**What is needed**
The data is to be reproduced in full and without error.
=== Supplied material ===
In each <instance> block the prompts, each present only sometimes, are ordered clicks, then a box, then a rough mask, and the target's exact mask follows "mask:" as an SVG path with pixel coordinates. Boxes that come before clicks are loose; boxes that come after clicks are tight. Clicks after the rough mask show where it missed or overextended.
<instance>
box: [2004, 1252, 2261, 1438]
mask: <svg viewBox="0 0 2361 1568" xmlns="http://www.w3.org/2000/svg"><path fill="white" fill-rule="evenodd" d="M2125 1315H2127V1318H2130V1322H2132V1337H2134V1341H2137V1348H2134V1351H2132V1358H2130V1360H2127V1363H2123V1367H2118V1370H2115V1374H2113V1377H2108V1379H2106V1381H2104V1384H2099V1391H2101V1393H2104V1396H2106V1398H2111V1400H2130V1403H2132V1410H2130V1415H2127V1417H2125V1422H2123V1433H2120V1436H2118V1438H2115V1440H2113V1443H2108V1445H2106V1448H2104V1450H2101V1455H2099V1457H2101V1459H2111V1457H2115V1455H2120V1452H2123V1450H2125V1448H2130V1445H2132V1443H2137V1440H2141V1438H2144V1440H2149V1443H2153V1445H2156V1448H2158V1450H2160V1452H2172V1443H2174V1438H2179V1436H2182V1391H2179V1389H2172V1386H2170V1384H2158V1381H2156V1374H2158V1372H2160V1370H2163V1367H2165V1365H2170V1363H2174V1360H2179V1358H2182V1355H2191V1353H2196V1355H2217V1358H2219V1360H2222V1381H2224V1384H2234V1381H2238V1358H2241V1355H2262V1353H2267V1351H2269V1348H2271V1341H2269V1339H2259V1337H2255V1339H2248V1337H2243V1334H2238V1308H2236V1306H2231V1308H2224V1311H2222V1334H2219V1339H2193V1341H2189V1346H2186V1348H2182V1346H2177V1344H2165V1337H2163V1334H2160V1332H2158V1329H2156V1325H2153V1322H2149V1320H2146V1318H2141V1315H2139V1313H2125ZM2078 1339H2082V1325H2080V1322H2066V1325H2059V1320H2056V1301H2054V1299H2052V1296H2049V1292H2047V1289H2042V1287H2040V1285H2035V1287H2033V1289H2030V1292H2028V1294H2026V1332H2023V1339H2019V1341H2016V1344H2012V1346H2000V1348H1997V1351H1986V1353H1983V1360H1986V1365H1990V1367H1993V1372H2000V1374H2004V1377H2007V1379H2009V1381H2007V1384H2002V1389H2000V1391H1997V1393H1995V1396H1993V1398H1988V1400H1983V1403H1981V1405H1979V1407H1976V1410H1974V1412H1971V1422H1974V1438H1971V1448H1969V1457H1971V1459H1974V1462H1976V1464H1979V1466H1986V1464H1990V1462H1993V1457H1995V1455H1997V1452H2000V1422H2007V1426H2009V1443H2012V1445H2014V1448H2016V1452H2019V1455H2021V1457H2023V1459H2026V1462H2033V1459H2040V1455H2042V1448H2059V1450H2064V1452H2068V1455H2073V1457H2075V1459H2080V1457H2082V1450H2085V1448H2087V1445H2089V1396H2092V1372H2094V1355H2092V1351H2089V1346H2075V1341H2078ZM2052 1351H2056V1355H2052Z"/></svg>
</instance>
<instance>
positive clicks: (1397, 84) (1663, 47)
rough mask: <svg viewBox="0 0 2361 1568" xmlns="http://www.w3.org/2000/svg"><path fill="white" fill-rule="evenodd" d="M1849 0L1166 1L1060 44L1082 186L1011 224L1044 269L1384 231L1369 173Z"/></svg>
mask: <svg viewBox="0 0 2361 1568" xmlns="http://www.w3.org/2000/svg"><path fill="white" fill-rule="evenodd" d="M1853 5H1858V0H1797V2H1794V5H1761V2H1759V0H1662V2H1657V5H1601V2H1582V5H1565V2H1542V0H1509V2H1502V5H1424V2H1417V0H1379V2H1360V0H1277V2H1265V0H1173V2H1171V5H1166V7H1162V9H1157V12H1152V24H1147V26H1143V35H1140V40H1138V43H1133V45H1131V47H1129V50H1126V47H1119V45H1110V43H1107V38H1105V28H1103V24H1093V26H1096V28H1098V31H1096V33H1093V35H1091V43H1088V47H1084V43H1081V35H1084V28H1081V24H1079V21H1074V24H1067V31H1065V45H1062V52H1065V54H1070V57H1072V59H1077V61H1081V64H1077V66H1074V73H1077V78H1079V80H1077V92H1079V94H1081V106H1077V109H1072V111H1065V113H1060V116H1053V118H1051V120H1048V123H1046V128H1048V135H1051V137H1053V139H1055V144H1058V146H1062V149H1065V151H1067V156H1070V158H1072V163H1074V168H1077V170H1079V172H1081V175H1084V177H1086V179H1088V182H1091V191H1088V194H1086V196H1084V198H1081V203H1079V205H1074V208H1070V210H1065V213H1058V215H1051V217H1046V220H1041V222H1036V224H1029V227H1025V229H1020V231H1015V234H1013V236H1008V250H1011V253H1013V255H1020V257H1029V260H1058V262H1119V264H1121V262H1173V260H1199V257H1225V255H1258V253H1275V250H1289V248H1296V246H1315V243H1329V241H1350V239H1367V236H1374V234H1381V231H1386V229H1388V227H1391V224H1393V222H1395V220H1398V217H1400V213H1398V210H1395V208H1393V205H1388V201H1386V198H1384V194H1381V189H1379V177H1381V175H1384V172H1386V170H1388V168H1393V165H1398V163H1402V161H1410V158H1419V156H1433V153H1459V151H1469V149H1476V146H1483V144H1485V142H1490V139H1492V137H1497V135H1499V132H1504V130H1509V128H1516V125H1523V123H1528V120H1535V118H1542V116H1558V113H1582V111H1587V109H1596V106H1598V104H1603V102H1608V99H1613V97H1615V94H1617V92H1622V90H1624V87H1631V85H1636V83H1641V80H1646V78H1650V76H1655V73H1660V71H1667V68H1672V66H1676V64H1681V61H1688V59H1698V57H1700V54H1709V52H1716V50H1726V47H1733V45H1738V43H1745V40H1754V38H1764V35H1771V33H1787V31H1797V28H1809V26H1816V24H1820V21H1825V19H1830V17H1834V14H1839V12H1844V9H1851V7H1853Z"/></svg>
===
**Answer area**
In each <instance> block the prompts, each present only sometimes, are ordered clicks, then a box, then a rough mask, and the target's exact mask follows "mask:" as an SVG path with pixel coordinates. Boxes that come before clicks are loose; boxes that come after clicks are tight. Clicks after the rough mask show where it missed or overextended.
<instance>
box: [2004, 1252, 2261, 1438]
mask: <svg viewBox="0 0 2361 1568" xmlns="http://www.w3.org/2000/svg"><path fill="white" fill-rule="evenodd" d="M2125 1315H2127V1318H2130V1322H2132V1337H2134V1341H2137V1348H2134V1351H2132V1358H2130V1360H2127V1363H2123V1367H2118V1370H2115V1374H2113V1377H2108V1379H2106V1381H2104V1384H2099V1391H2101V1393H2104V1396H2106V1398H2111V1400H2130V1403H2132V1410H2130V1415H2127V1417H2125V1422H2123V1433H2120V1436H2118V1438H2115V1440H2113V1443H2108V1445H2106V1448H2104V1450H2101V1455H2099V1457H2101V1459H2111V1457H2115V1455H2120V1452H2123V1450H2125V1448H2130V1445H2132V1443H2137V1440H2141V1438H2144V1440H2149V1443H2153V1445H2156V1448H2158V1450H2160V1452H2172V1443H2174V1438H2179V1436H2182V1391H2179V1389H2172V1386H2170V1384H2158V1381H2156V1374H2158V1372H2160V1370H2163V1367H2165V1365H2170V1363H2174V1360H2179V1358H2182V1355H2191V1353H2196V1355H2217V1358H2219V1360H2222V1381H2224V1384H2234V1381H2238V1358H2241V1355H2262V1353H2267V1351H2269V1348H2271V1341H2269V1339H2259V1337H2255V1339H2248V1337H2243V1334H2238V1308H2236V1306H2231V1308H2224V1311H2222V1334H2219V1339H2193V1341H2189V1346H2186V1348H2182V1346H2177V1344H2165V1337H2163V1334H2160V1332H2158V1329H2156V1325H2153V1322H2149V1320H2146V1318H2141V1315H2139V1313H2125ZM2078 1339H2082V1325H2080V1322H2066V1325H2059V1320H2056V1301H2054V1299H2052V1296H2049V1292H2047V1289H2042V1287H2040V1285H2035V1287H2033V1289H2030V1292H2028V1294H2026V1332H2023V1339H2019V1341H2016V1344H2012V1346H2000V1348H1997V1351H1986V1353H1983V1360H1986V1365H1990V1367H1993V1372H2000V1374H2004V1377H2007V1379H2009V1381H2007V1384H2002V1389H2000V1391H1997V1393H1995V1396H1993V1398H1988V1400H1983V1403H1981V1405H1979V1407H1976V1410H1974V1412H1971V1422H1974V1438H1971V1448H1969V1457H1971V1459H1974V1462H1976V1464H1979V1466H1986V1464H1990V1462H1993V1457H1995V1455H1997V1452H2000V1422H2007V1426H2009V1443H2012V1445H2014V1448H2016V1452H2019V1455H2021V1457H2023V1459H2026V1462H2033V1459H2040V1455H2042V1448H2059V1450H2064V1452H2068V1455H2073V1457H2075V1459H2080V1457H2082V1450H2085V1448H2087V1445H2089V1396H2092V1372H2094V1355H2092V1351H2089V1346H2075V1341H2078ZM2052 1351H2056V1355H2052Z"/></svg>
</instance>
<instance>
positive clicks: (1397, 84) (1663, 47)
rough mask: <svg viewBox="0 0 2361 1568" xmlns="http://www.w3.org/2000/svg"><path fill="white" fill-rule="evenodd" d="M1849 0L1166 1L1060 44L1082 186L1011 224L1044 269L1384 231L1369 173Z"/></svg>
mask: <svg viewBox="0 0 2361 1568" xmlns="http://www.w3.org/2000/svg"><path fill="white" fill-rule="evenodd" d="M1853 5H1858V0H1797V2H1794V5H1761V2H1759V0H1662V2H1657V5H1601V2H1582V5H1565V2H1542V0H1509V2H1502V5H1424V2H1417V0H1379V2H1360V0H1277V2H1265V0H1173V2H1171V5H1166V7H1162V9H1157V12H1152V24H1147V26H1143V35H1140V40H1138V43H1133V45H1131V47H1129V50H1126V47H1119V45H1110V43H1107V38H1105V28H1103V24H1093V26H1096V28H1098V31H1096V33H1093V35H1091V43H1088V47H1084V43H1081V35H1084V28H1081V24H1079V21H1074V24H1067V31H1065V45H1062V52H1065V54H1070V57H1072V59H1077V61H1081V64H1077V66H1074V73H1077V78H1079V80H1077V92H1079V94H1081V106H1077V109H1072V111H1065V113H1060V116H1053V118H1051V120H1048V123H1046V128H1048V135H1051V137H1053V139H1055V144H1058V146H1062V149H1065V151H1067V156H1070V158H1072V163H1074V168H1077V170H1079V172H1081V175H1084V177H1086V179H1088V182H1091V191H1088V194H1086V196H1084V198H1081V203H1079V205H1074V208H1070V210H1065V213H1058V215H1051V217H1046V220H1041V222H1036V224H1029V227H1025V229H1020V231H1015V234H1013V236H1008V250H1011V253H1013V255H1020V257H1029V260H1058V262H1119V264H1121V262H1173V260H1199V257H1225V255H1258V253H1275V250H1289V248H1296V246H1315V243H1329V241H1350V239H1367V236H1374V234H1381V231H1386V229H1388V227H1391V224H1393V222H1395V220H1398V217H1400V213H1398V210H1395V208H1393V205H1388V201H1386V198H1384V194H1381V189H1379V177H1381V175H1384V172H1386V170H1388V168H1393V165H1398V163H1402V161H1410V158H1419V156H1433V153H1459V151H1469V149H1476V146H1483V144H1485V142H1490V139H1492V137H1497V135H1499V132H1504V130H1509V128H1516V125H1523V123H1528V120H1535V118H1542V116H1558V113H1582V111H1587V109H1596V106H1598V104H1603V102H1608V99H1613V97H1615V94H1617V92H1622V90H1624V87H1631V85H1636V83H1641V80H1646V78H1650V76H1655V73H1660V71H1667V68H1672V66H1676V64H1681V61H1688V59H1698V57H1700V54H1709V52H1716V50H1726V47H1733V45H1738V43H1745V40H1754V38H1764V35H1771V33H1787V31H1797V28H1809V26H1816V24H1820V21H1825V19H1830V17H1834V14H1839V12H1844V9H1851V7H1853Z"/></svg>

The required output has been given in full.